提示テキスト >>

• • • • • • •

五條市上之町に特定家の公事家(くじや)がある。
かつては公事家9軒と呼ばれていたが今では5軒。
廻り当番家の床の間に3幅の掛軸を掲げる。
中央は特に古いと思われた十一面観音立像。
左は六神を配置した庚申さん。
右は梵字の弘法大師さん。
表装しなおした掛軸の元の年代は判らないと云う。
それぞれの神さんに供える御供はシロゴハン。
庚申さんはタワラ結びのオニギリ。
観音さん、お大師さんは三角形むすびのシロゴハンだ。
掛軸を掲げた前で弓・矢・的を作る上之町公事家(くじや)。
1軒は服忌で欠席されるも、弓は梅ずわえ、矢はシノベ竹で12本作る。
この日の弓の弦材は紐であったが、かつてはシュロ材で編んでいたそうだ。
鬼の的はテニスラケットのような形で、弓と同じく梅ずわえを側に用いる。
「ずわえ」は真っすぐ伸びた若枝の呼び名だ。
半紙を貼って「鬼」文字を墨書する。
上に大きな文字の「鬼」。
下はやや小さな「鬼」が二つ書く。
上は「オヤオニ」で下は「コオニ」と呼んでいる鬼の的。
「鬼」に丸く囲むのは「コオニ」だけである。
3幅の掛軸を掲げた下に作り立ての弓・矢・的を置いた。
ローソクに火を点ける。
にわか導師が前に座る。
一同座って、「ほなら導師よろしくお願いします」と伝えて始まった。
リンをひと打してから般若心経を唱える。
始めに「なむしょうめん こんごうどうじ」を3回唱える。
「おんあるきゃそわか」のご真言も3回唱えて、続いて般若心経に移る。
リンをひと打して般若心経はもう一巻唱える。
いくつかのご真言を唱えて「なむだいし へんじょーこんどう」を7回唱えて終える。
弓打ちの前に祈祷された公事家は何年か前までは真言宗派金光寺の行事を支えてきた。
村のこともしていた特定家であるが事情によって、今では公事家で行われている。
つい数年前までは金光寺で「八日講のオコナイ」もしていた。
「牛王 金光寺 宝印」の文字を彫った版木で刷っていたゴーサン札。
平成26年1月11日に取材した大般若経行事で拝見した。
ゴーサン札はたばってウルシ棒に挟んで5月のモミオトシの際に松葉とともに水口に立てていたそうだ。
松葉を立てるのは虫が寄りつかないためである。
松葉にはマツヤニがある。
それが水田に流れることによって虫を除けているという。
虫除けの方法は行事とは別に石油を入れた竹筒もあるそうだ。
幕が張った竹筒の石油はウンカ除け。

• • • • • • •

画像ポイント注釈エントリ

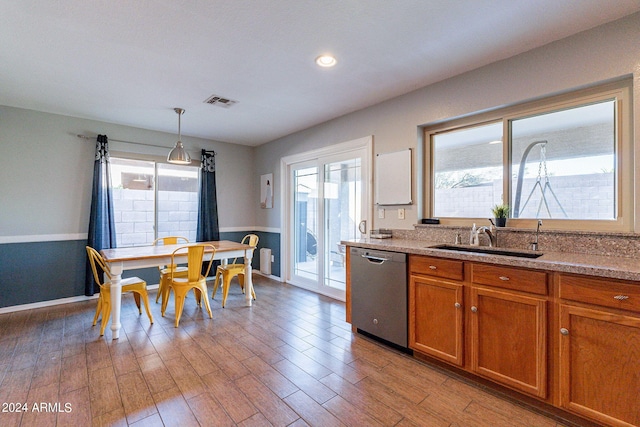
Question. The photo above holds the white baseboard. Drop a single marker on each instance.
(270, 276)
(80, 298)
(51, 303)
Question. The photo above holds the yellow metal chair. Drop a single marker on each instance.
(195, 279)
(178, 271)
(131, 284)
(229, 271)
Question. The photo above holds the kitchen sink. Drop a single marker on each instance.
(488, 250)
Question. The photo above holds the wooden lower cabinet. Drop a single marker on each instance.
(600, 365)
(509, 339)
(435, 318)
(569, 340)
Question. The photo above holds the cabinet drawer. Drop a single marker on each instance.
(510, 278)
(604, 292)
(438, 267)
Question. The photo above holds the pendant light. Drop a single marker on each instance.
(179, 155)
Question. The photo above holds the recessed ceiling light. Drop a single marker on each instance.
(326, 61)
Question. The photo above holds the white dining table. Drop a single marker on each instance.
(131, 258)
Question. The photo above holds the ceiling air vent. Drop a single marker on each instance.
(220, 101)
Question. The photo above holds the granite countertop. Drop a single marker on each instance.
(593, 265)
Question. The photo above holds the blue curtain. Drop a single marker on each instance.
(102, 229)
(208, 228)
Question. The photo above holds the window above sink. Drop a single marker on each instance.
(567, 160)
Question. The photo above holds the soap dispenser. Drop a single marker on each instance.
(473, 237)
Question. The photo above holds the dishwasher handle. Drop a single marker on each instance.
(374, 259)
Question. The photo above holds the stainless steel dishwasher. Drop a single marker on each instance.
(379, 294)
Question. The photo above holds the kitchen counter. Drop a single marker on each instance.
(624, 268)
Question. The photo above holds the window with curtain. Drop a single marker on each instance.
(153, 199)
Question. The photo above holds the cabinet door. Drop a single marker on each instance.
(435, 318)
(600, 365)
(508, 339)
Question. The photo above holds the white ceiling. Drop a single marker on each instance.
(132, 62)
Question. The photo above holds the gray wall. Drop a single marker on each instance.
(607, 52)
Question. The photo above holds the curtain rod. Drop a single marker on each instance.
(88, 138)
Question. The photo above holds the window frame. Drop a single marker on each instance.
(156, 160)
(620, 91)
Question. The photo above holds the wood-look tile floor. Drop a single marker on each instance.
(290, 360)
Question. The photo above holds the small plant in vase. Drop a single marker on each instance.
(500, 213)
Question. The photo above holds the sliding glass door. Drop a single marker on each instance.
(328, 204)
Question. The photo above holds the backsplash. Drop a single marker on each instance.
(587, 242)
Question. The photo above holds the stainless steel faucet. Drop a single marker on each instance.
(534, 245)
(491, 232)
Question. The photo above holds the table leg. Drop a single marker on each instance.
(248, 281)
(116, 299)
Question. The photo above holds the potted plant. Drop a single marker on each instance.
(500, 213)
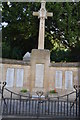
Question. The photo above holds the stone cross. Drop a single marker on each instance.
(42, 14)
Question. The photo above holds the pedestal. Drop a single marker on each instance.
(40, 60)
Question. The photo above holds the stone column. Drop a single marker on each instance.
(40, 60)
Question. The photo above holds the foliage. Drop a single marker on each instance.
(52, 91)
(61, 36)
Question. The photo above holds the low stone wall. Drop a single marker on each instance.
(61, 76)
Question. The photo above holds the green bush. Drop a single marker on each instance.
(52, 91)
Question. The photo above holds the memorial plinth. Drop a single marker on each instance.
(40, 60)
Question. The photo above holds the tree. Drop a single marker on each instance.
(21, 33)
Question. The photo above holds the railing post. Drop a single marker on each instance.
(79, 102)
(4, 84)
(67, 104)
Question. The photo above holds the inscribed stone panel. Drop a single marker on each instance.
(19, 81)
(10, 77)
(39, 75)
(68, 79)
(58, 78)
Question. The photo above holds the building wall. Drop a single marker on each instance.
(59, 72)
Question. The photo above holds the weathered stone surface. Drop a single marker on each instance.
(27, 57)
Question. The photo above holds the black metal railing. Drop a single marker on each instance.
(61, 106)
(28, 106)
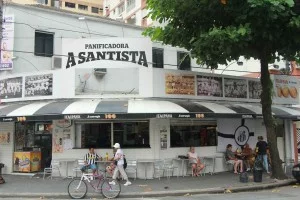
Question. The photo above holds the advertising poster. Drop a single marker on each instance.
(235, 88)
(4, 138)
(180, 84)
(286, 89)
(100, 81)
(39, 85)
(7, 43)
(209, 86)
(107, 52)
(254, 89)
(11, 88)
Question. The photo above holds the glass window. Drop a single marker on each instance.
(158, 58)
(130, 5)
(183, 61)
(43, 44)
(193, 135)
(95, 10)
(96, 135)
(121, 8)
(82, 7)
(69, 5)
(132, 134)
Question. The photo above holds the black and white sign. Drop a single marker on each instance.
(254, 89)
(235, 88)
(39, 85)
(11, 88)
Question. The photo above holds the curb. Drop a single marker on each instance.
(160, 193)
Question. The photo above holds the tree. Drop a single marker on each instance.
(219, 31)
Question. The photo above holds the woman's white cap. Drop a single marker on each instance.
(117, 146)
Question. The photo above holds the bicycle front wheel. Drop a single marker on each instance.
(77, 189)
(110, 191)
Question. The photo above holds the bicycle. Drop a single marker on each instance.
(78, 187)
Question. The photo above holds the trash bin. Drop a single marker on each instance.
(1, 166)
(258, 170)
(296, 172)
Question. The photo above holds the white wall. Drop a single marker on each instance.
(6, 150)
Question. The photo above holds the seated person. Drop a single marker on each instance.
(230, 158)
(248, 156)
(194, 160)
(90, 160)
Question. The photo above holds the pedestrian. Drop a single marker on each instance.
(90, 160)
(119, 161)
(261, 150)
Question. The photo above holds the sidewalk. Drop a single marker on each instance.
(36, 187)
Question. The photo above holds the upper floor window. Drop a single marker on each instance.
(95, 10)
(69, 5)
(183, 61)
(158, 58)
(82, 7)
(43, 44)
(130, 5)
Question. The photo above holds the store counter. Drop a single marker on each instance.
(27, 161)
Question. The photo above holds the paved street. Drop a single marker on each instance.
(286, 193)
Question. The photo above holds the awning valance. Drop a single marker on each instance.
(118, 109)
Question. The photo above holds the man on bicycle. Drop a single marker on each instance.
(90, 160)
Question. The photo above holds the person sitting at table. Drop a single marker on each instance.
(231, 158)
(90, 160)
(248, 156)
(195, 162)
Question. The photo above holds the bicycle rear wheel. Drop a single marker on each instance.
(77, 189)
(110, 191)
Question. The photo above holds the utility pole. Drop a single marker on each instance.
(1, 27)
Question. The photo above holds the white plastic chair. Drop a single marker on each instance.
(158, 168)
(80, 164)
(55, 165)
(169, 168)
(132, 168)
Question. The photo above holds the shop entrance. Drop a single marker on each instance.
(33, 146)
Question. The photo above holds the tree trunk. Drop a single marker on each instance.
(266, 101)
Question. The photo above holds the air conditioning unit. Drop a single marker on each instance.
(100, 71)
(56, 62)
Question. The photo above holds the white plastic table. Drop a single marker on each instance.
(182, 165)
(146, 162)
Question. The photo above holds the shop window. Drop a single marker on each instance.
(69, 5)
(132, 134)
(96, 135)
(158, 57)
(43, 44)
(193, 135)
(183, 61)
(95, 10)
(82, 7)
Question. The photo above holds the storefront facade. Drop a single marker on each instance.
(107, 90)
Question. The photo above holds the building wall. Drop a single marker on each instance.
(6, 150)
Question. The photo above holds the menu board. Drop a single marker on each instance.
(180, 84)
(235, 88)
(209, 86)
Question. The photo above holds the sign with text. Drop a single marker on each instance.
(180, 84)
(286, 89)
(109, 51)
(7, 43)
(209, 86)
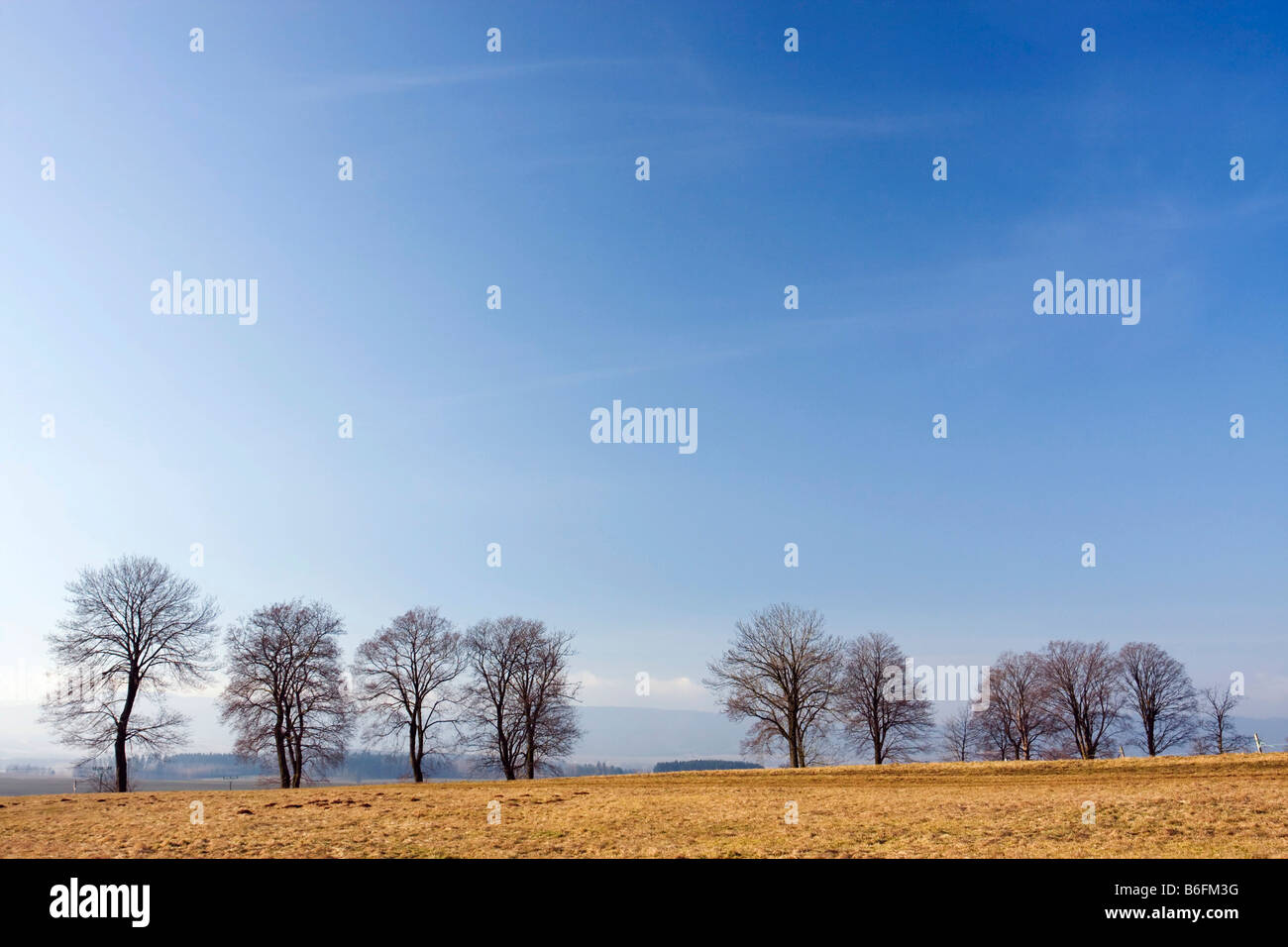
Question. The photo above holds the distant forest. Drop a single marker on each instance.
(357, 767)
(684, 766)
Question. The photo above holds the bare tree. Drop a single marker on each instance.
(1019, 699)
(286, 693)
(136, 629)
(493, 656)
(1083, 684)
(1160, 694)
(1216, 732)
(780, 673)
(519, 701)
(546, 698)
(962, 733)
(403, 677)
(884, 714)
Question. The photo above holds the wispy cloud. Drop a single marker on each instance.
(395, 82)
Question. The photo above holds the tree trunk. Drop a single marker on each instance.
(283, 772)
(123, 729)
(416, 775)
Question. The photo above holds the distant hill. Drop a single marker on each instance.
(691, 766)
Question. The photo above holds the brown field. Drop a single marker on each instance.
(1172, 806)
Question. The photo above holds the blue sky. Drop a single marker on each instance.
(767, 169)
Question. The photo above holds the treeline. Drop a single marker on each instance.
(810, 694)
(687, 766)
(497, 690)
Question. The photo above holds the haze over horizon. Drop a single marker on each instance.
(473, 425)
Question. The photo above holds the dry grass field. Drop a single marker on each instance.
(1172, 806)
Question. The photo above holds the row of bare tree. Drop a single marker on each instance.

• • • • • • •

指示と要件 >>
公事家の行事に関するテキストのうち、「庚申さんはタワラ結びのオニギリ。」で始まり「鬼の的はテニスラケットのような形で、弓と同じく梅ずわえを側に用いる。」で終わる部分を一字一句変えずに出力すること。

回答 >>
庚申さんはタワラ結びのオニギリ。
観音さん、お大師さんは三角形むすびのシロゴハンだ。
掛軸を掲げた前で弓・矢・的を作る上之町公事家(くじや)。
1軒は服忌で欠席されるも、弓は梅ずわえ、矢はシノベ竹で12本作る。
この日の弓の弦材は紐であったが、かつてはシュロ材で編んでいたそうだ。
鬼の的はテニスラケットのような形で、弓と同じく梅ずわえを側に用いる。